Outline records:
** Begin **
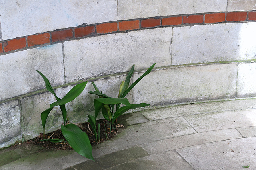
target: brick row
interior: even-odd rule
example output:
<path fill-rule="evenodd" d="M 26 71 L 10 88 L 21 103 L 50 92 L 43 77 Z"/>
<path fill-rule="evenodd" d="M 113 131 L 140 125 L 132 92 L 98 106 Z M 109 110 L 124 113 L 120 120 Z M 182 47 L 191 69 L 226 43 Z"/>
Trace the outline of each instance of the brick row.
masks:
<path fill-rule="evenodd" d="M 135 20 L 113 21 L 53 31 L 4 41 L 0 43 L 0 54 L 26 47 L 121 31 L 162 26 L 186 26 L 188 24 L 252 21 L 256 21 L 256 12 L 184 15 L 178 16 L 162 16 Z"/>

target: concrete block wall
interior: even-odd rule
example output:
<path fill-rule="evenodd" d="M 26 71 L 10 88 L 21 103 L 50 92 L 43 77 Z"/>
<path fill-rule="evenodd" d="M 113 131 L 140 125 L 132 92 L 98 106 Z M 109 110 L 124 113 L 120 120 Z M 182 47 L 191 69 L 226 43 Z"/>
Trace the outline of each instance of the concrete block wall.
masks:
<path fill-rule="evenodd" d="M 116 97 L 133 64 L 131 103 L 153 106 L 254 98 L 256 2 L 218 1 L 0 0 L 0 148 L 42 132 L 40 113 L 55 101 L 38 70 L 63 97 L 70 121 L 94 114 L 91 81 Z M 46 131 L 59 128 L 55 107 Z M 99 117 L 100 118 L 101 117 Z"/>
** End **
PROBLEM TO SOLVE: Return every line of the listing above verbatim, leaving out the pictures.

EXERCISE ANSWER:
target: brick row
interior: even-odd rule
example output:
<path fill-rule="evenodd" d="M 26 71 L 10 88 L 21 103 L 50 92 L 43 77 Z"/>
<path fill-rule="evenodd" d="M 113 131 L 140 125 L 132 92 L 98 106 Z M 109 110 L 124 113 L 120 120 Z M 182 47 L 191 69 L 226 43 Z"/>
Trace the outline of each instance of the brick row.
masks:
<path fill-rule="evenodd" d="M 135 20 L 113 21 L 53 31 L 4 41 L 0 43 L 0 54 L 26 47 L 121 31 L 162 26 L 186 26 L 188 24 L 252 21 L 256 21 L 256 12 L 184 15 L 178 16 L 162 16 Z"/>

target: concrete block wall
interior: even-odd rule
example output:
<path fill-rule="evenodd" d="M 26 71 L 10 88 L 21 103 L 50 92 L 43 77 Z"/>
<path fill-rule="evenodd" d="M 113 131 L 140 125 L 132 92 L 98 106 Z M 109 110 L 124 113 L 120 120 Z M 182 47 L 191 69 L 226 43 Z"/>
Trace the outline of each instance of the concrete block wall.
masks:
<path fill-rule="evenodd" d="M 116 97 L 133 64 L 131 103 L 153 106 L 254 98 L 256 2 L 218 1 L 0 0 L 0 148 L 42 132 L 40 113 L 55 101 L 38 70 L 63 97 L 70 121 L 94 114 L 91 81 Z M 46 131 L 59 128 L 55 107 Z M 99 117 L 100 118 L 101 117 Z"/>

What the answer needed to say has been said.